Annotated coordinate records
============================================================

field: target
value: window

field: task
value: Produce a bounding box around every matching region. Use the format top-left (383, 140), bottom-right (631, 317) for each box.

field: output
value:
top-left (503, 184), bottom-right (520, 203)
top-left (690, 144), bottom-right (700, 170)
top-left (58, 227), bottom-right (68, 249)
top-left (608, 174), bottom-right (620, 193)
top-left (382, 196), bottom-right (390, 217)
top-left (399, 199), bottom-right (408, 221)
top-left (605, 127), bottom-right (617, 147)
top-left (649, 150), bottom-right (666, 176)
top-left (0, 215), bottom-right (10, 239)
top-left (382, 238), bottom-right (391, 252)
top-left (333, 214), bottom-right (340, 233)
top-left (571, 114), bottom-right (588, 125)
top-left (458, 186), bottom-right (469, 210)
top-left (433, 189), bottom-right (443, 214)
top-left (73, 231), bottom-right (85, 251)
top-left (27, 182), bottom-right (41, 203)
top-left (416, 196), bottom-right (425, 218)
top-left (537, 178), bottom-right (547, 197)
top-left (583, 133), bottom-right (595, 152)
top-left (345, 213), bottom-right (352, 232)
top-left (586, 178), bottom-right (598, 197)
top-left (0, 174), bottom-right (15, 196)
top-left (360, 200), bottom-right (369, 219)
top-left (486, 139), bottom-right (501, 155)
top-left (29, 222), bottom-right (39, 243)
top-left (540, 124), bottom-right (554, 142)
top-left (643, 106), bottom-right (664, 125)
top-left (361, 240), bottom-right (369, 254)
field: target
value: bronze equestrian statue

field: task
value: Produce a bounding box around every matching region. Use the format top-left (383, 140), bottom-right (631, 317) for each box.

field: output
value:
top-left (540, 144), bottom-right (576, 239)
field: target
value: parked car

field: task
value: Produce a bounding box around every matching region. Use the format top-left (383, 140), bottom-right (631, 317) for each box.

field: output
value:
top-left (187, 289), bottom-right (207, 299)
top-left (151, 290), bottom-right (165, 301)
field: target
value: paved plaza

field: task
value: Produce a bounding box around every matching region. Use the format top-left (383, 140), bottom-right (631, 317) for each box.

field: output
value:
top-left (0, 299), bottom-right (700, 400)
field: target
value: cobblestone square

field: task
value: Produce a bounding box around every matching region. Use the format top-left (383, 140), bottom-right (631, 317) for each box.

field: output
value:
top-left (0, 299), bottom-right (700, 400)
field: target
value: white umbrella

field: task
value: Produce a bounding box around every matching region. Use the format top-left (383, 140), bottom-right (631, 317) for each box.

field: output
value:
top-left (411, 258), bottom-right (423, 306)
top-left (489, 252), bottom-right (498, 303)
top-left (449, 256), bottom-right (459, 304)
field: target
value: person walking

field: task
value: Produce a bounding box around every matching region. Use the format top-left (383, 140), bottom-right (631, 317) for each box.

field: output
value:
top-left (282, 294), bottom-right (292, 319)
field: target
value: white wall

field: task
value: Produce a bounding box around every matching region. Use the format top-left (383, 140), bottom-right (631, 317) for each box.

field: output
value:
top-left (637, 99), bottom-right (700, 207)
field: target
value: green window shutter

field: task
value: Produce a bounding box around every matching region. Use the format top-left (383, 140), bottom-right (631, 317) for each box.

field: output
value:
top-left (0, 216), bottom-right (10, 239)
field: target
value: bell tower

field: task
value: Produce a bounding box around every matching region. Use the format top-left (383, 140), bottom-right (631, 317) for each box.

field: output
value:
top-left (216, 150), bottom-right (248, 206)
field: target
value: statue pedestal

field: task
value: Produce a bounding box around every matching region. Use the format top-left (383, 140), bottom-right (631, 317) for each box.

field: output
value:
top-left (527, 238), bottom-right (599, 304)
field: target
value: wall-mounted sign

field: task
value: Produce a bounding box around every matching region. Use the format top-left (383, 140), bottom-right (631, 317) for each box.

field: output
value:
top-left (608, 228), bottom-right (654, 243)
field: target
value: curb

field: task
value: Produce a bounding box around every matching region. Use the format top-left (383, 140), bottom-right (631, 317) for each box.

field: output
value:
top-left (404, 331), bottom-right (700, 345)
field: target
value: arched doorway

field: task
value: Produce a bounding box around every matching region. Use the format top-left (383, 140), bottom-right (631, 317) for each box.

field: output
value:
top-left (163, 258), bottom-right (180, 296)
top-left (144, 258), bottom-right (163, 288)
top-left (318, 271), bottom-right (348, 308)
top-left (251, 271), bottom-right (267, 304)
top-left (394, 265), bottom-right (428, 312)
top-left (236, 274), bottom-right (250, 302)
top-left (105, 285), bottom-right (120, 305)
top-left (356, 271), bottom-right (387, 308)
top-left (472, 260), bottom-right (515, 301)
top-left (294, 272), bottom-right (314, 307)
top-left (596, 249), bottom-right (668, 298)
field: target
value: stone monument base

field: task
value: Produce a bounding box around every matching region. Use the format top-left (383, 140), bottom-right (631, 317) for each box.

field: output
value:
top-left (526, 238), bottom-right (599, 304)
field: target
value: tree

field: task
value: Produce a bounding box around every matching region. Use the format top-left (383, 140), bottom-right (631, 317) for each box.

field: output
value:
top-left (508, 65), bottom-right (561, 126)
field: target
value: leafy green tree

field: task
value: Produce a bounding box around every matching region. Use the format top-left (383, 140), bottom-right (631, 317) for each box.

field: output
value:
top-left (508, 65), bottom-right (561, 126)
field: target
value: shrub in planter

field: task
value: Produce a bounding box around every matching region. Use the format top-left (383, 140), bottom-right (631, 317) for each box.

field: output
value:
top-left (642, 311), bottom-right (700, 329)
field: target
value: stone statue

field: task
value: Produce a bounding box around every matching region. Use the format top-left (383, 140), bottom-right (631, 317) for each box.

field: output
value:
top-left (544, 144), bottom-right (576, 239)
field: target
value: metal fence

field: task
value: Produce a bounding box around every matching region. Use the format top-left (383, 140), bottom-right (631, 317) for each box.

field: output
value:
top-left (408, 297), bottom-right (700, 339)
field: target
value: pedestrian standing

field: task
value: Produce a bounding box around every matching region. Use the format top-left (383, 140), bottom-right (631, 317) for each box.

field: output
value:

============================================================

### To be done
Please recast every line of the listing above as a numbered list, dropping the blank lines.

### Response for this exercise
1. field: target
2. value: window
3. field: task
4. value: Produce a bounding box around every matching region. Use the format top-left (383, 140), bottom-right (631, 317) for each box.
5. field: output
6. value:
7. top-left (503, 184), bottom-right (520, 203)
8. top-left (690, 144), bottom-right (700, 170)
9. top-left (58, 227), bottom-right (68, 249)
10. top-left (608, 174), bottom-right (620, 193)
11. top-left (382, 196), bottom-right (390, 217)
12. top-left (399, 199), bottom-right (408, 221)
13. top-left (605, 127), bottom-right (617, 147)
14. top-left (649, 150), bottom-right (666, 176)
15. top-left (0, 215), bottom-right (10, 239)
16. top-left (382, 238), bottom-right (391, 252)
17. top-left (333, 214), bottom-right (340, 233)
18. top-left (571, 114), bottom-right (588, 125)
19. top-left (458, 186), bottom-right (469, 210)
20. top-left (433, 189), bottom-right (443, 214)
21. top-left (73, 231), bottom-right (85, 251)
22. top-left (27, 182), bottom-right (41, 203)
23. top-left (416, 196), bottom-right (425, 218)
24. top-left (537, 178), bottom-right (547, 197)
25. top-left (583, 133), bottom-right (595, 152)
26. top-left (345, 213), bottom-right (352, 232)
27. top-left (586, 178), bottom-right (598, 197)
28. top-left (0, 174), bottom-right (15, 196)
29. top-left (360, 200), bottom-right (369, 219)
30. top-left (486, 139), bottom-right (501, 155)
31. top-left (29, 222), bottom-right (39, 243)
32. top-left (540, 124), bottom-right (554, 142)
33. top-left (643, 106), bottom-right (664, 125)
34. top-left (361, 240), bottom-right (369, 254)
35. field: target
36. value: bronze equestrian statue
37. field: task
38. value: Produce a bounding box around every matching region. Use the format top-left (383, 140), bottom-right (631, 317) for each box.
39. field: output
40. value:
41. top-left (540, 144), bottom-right (576, 239)
42. field: target
43. value: parked car
44. field: task
45. value: Produce a bounding box around every matching region. Use the format top-left (383, 140), bottom-right (631, 317) for each box.
46. field: output
47. value:
48. top-left (187, 289), bottom-right (207, 299)
49. top-left (151, 290), bottom-right (165, 301)
50. field: target
51. value: paved plaza
52. field: task
53. value: Produce a bounding box around every matching region. Use the format top-left (383, 140), bottom-right (631, 317) for each box.
54. field: output
55. value:
56. top-left (0, 299), bottom-right (700, 400)
57. field: target
58. value: cobblestone square
59. field: task
60. value: Produce a bounding box around every matching region. Use the format top-left (383, 140), bottom-right (631, 317) for each box.
61. field: output
62. value:
63. top-left (0, 299), bottom-right (700, 400)
64. field: target
65. value: white umbrella
66. field: task
67. value: Produce a bounding box around every matching region. Use the format top-left (383, 140), bottom-right (631, 317) for each box.
68. field: output
69. value:
70. top-left (411, 258), bottom-right (423, 306)
71. top-left (489, 252), bottom-right (498, 303)
72. top-left (449, 256), bottom-right (459, 304)
73. field: target
74. value: person walking
75. field: task
76. value: Produce a bounding box around every matching region. Use the format top-left (383, 140), bottom-right (631, 317) for each box.
77. field: output
78. value:
79. top-left (282, 294), bottom-right (292, 319)
80. field: target
81. value: white wall
82. field: task
83. value: Produce a bounding box around every matching region. Use the format top-left (383, 140), bottom-right (631, 317) for each box.
84. field: output
85. value:
86. top-left (637, 99), bottom-right (700, 207)
87. field: target
88. value: green window shutter
89. field: task
90. value: Produce a bounding box around every matching region. Use the format top-left (383, 140), bottom-right (631, 317) for each box.
91. field: output
92. value:
93. top-left (0, 216), bottom-right (10, 239)
94. field: target
95. value: bell tower
96. field: task
97. value: Produce a bounding box around every matching region. Use the format top-left (383, 140), bottom-right (631, 317) for each box.
98. field: output
99. value:
100. top-left (216, 150), bottom-right (248, 206)
101. field: target
102. value: statue pedestal
103. field: task
104. value: Produce a bounding box around every matching region. Use the format top-left (383, 140), bottom-right (631, 317) for each box.
105. field: output
106. value:
107. top-left (527, 238), bottom-right (599, 304)
108. field: target
109. value: wall-mounted sign
110. field: task
111. value: Produce a bounding box around every matching region. Use the format top-left (383, 140), bottom-right (631, 317) for each box.
112. field: output
113. value:
114. top-left (608, 228), bottom-right (654, 243)
115. field: target
116. value: curb
117. field: task
118. value: Produce a bounding box around every matching region. Use the format top-left (383, 140), bottom-right (631, 317) for each box.
119. field: output
120. value:
121. top-left (404, 331), bottom-right (700, 345)
122. field: target
123. value: arched doorway
124. field: task
125. value: Produce a bounding box around every matching region. Use the format top-left (383, 140), bottom-right (631, 317) for each box.
126. field: output
127. value:
128. top-left (163, 258), bottom-right (180, 296)
129. top-left (144, 258), bottom-right (163, 288)
130. top-left (318, 271), bottom-right (348, 308)
131. top-left (251, 271), bottom-right (267, 304)
132. top-left (394, 265), bottom-right (428, 312)
133. top-left (236, 274), bottom-right (250, 302)
134. top-left (105, 285), bottom-right (120, 305)
135. top-left (356, 271), bottom-right (387, 308)
136. top-left (472, 260), bottom-right (515, 301)
137. top-left (294, 272), bottom-right (314, 307)
138. top-left (596, 249), bottom-right (668, 298)
139. field: target
140. value: stone monument base
141. field: task
142. value: Produce a bounding box around every matching region. Use the format top-left (383, 140), bottom-right (631, 317) for each box.
143. field: output
144. value:
145. top-left (526, 238), bottom-right (599, 304)
146. field: target
147. value: tree
148. field: task
149. value: Produce a bounding box around every matching region. Use the format top-left (383, 140), bottom-right (631, 317) for each box.
150. field: output
151. value:
152. top-left (508, 65), bottom-right (561, 126)
153. field: target
154. value: leafy green tree
155. field: task
156. value: Produce a bounding box around every matching region. Use the format top-left (383, 140), bottom-right (631, 317) for each box.
157. field: output
158. value:
159. top-left (508, 65), bottom-right (561, 126)
160. field: target
161. value: shrub in planter
162. field: task
163. value: Produce a bounding box around every matching region. Use the format top-left (383, 140), bottom-right (631, 317) for each box.
164. field: output
165. value:
166. top-left (642, 311), bottom-right (700, 329)
167. field: target
168. value: stone statue
169. field: task
170. value: Produce a bounding box around every matching region. Use the format top-left (383, 140), bottom-right (631, 317) for each box.
171. field: output
172. value:
173. top-left (544, 144), bottom-right (576, 239)
174. field: target
175. value: metal fence
176. field: task
177. value: Produce a bounding box around every matching region. Use the format top-left (383, 140), bottom-right (631, 317) for each box.
178. field: output
179. value:
180. top-left (408, 297), bottom-right (700, 339)
181. field: target
182. value: pedestrian standing
183. field: task
184. value: Produce a bounding box around every matching region. Use the format top-left (383, 140), bottom-right (631, 317) for each box.
185. field: output
186. value:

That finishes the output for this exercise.